#### TASK INPUT

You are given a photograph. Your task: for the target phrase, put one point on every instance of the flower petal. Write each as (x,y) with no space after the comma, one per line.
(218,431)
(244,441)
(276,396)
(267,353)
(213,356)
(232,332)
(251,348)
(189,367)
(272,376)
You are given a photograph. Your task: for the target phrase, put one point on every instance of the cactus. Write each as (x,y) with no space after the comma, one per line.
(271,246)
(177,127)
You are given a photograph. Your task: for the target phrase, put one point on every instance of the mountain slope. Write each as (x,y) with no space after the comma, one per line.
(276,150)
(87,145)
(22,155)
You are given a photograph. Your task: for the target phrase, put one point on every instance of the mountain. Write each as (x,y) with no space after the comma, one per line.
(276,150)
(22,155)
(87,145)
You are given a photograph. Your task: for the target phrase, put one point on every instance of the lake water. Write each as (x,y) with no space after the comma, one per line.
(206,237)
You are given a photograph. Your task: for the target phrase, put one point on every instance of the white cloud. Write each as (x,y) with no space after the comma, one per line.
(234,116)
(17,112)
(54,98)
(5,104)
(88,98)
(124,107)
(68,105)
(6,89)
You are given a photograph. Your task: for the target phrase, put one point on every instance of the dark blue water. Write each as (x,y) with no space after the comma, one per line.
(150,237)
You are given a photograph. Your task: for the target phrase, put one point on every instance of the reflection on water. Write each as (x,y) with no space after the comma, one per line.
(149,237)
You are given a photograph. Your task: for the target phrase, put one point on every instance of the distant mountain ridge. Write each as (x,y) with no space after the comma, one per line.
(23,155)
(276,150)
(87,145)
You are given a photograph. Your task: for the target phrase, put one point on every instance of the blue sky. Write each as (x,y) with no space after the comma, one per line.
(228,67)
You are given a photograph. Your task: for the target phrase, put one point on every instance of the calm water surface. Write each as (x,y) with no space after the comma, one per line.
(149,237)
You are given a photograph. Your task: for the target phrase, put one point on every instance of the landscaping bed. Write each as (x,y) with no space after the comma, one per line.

########

> INSTRUCTIONS FOR THE TASK
Without changing a single character, repeat each record.

> RESPONSE AREA
You are given a photograph. Your task: for the target phrase, put one point on every instance of the flower petal. Write each as (x,y) with no space after the comma, one per line.
(218,431)
(244,441)
(276,396)
(267,353)
(213,356)
(232,332)
(251,348)
(189,367)
(272,376)
You are given a photograph. Your task: for the target phrase, put one point on every instance of the cactus. Write each as (x,y) with no space after the comma, one per line.
(271,246)
(177,127)
You are given a photograph. Your task: for the target phrase, put one point on every instance of the mountain slope. Write each as (x,y) with no space after the comma, one per line.
(276,150)
(87,145)
(22,155)
You are given a photograph. Your task: for the target phrase, put one point on every instance of the mountain. Write each as (x,y) with no space after the comma, one per line.
(276,150)
(22,155)
(87,145)
You are given a photograph. Your task: for the target phrase, put one point on every instance of the lake water. Write each as (x,y) with no space after the comma, one per line.
(206,237)
You are given a photograph. Your task: for the target phrase, put one point on every instance of the white cloud. Write each as (x,y) with no space after the comma, one per line.
(234,116)
(17,112)
(54,98)
(5,104)
(88,98)
(124,107)
(68,105)
(6,89)
You are given a photograph. Your task: for the target phrase, put one point on every instance of the dark blue water. Write each as (x,y) with no space after the comma, one per line.
(150,237)
You are given a photograph. Your task: for the target phrase, put one point on every instance of the reflection on water. Write each as (x,y) with no space after the comma, one per line.
(149,237)
You are given a photograph. Your task: for the target phrase, put one point on every instance of the distant mountain ridge. Write each as (x,y) with no space after the comma, one per line.
(23,155)
(276,150)
(87,145)
You are given a photograph. Your task: for the target phrase, put one point on every instance of the blue sky. Write each as (x,y) with no space after the comma, one per line.
(228,67)
You are given a photograph. Your task: for the target phrase, put one point on every instance of the calm water surface. Write each as (x,y) with no space after the comma, one per line.
(149,237)
You are given a photograph. Your task: for the target phrase, put one point on every instance of the landscaping bed. Write each as (x,y) with no space after the comma, one per line.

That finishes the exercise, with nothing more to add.